◆ REQUEST
Edit the listing below from the line containing "Find the cloudy" through the end, changing "trace the outline" to "draw the boundary" and keeping everything else unchanged.

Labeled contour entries
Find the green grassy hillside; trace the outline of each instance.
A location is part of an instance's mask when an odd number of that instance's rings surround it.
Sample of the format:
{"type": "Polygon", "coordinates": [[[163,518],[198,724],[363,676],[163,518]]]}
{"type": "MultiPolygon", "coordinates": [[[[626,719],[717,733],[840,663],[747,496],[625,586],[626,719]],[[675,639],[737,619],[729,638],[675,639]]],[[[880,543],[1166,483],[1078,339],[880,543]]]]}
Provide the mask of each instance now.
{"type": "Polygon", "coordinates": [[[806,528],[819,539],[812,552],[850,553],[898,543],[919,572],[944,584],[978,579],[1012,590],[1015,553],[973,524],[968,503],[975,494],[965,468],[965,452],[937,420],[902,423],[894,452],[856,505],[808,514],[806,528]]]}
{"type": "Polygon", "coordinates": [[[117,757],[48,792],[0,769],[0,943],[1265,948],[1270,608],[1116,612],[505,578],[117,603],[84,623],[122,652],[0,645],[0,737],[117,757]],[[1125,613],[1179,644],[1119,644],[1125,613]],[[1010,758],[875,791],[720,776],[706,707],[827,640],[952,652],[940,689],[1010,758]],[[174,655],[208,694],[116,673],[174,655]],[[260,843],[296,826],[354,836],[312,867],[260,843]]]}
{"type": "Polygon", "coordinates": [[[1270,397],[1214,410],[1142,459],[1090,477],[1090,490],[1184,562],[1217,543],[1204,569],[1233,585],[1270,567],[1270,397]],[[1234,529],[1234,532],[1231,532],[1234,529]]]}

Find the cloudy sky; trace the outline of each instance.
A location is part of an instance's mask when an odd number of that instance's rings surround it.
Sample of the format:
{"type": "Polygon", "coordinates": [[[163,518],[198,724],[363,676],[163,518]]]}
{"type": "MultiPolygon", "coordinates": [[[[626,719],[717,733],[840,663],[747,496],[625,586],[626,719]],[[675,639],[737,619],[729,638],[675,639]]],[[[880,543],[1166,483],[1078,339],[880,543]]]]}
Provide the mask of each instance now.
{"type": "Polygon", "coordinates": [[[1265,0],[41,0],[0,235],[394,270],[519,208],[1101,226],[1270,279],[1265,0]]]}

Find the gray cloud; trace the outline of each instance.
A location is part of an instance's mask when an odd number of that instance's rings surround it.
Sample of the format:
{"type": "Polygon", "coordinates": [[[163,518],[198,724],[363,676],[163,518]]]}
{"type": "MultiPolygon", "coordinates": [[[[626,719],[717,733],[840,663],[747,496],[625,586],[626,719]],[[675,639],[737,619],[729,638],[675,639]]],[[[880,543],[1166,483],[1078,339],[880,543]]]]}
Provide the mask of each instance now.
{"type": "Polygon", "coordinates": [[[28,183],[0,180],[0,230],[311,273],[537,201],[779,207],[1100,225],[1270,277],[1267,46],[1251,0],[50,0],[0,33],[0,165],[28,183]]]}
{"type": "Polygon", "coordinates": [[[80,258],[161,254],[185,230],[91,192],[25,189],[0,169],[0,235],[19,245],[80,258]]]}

◆ WRITTEN RESPONSE
Find the cloudy sky; draw the boundary of each instance.
A location is part of an instance's mask when an odd number of that instance's rings surround it.
Sample of the format:
{"type": "Polygon", "coordinates": [[[163,518],[198,724],[363,676],[163,518]]]}
{"type": "MultiPolygon", "coordinates": [[[[626,719],[717,733],[840,663],[747,496],[625,586],[626,719]],[[675,639],[737,619],[729,638],[675,639]]],[[[880,543],[1166,483],[1078,339],[880,543]]]]}
Provide the mask of each instance now.
{"type": "Polygon", "coordinates": [[[1265,0],[41,0],[0,235],[394,270],[519,208],[1101,226],[1270,279],[1265,0]]]}

Find the gray cloud; draw the boundary of each instance.
A location is part of an instance's mask when an odd number of that instance's rings surround it.
Sample of the format:
{"type": "Polygon", "coordinates": [[[163,518],[198,724],[363,676],[163,518]]]}
{"type": "MultiPolygon", "coordinates": [[[[626,719],[717,733],[840,663],[747,496],[625,586],[626,719]],[[675,639],[737,619],[729,638],[675,639]]],[[[880,543],[1166,483],[1078,339],[880,543]]]]}
Provide the mask of each instance now.
{"type": "Polygon", "coordinates": [[[28,183],[0,180],[0,230],[311,273],[537,201],[779,207],[1100,225],[1270,277],[1267,46],[1251,0],[50,0],[0,33],[0,165],[28,183]]]}
{"type": "Polygon", "coordinates": [[[80,258],[161,254],[185,230],[91,192],[25,189],[0,169],[0,235],[19,245],[80,258]]]}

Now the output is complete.